Activity: Check every line of the material below for the string "resembles". State how many lines have it.
━━ Entries provided
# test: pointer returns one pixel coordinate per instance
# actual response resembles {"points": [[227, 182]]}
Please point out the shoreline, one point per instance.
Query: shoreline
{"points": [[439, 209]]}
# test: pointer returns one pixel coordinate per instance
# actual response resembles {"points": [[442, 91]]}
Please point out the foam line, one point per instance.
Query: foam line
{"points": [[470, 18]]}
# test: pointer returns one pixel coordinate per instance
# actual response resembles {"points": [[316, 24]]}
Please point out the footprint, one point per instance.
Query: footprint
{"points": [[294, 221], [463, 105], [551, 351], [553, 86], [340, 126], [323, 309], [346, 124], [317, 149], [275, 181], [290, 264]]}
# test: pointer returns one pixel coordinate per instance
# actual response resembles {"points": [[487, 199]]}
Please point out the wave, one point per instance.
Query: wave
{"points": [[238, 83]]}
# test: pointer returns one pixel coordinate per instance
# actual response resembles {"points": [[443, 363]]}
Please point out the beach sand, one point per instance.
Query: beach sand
━━━━
Response to this task: 5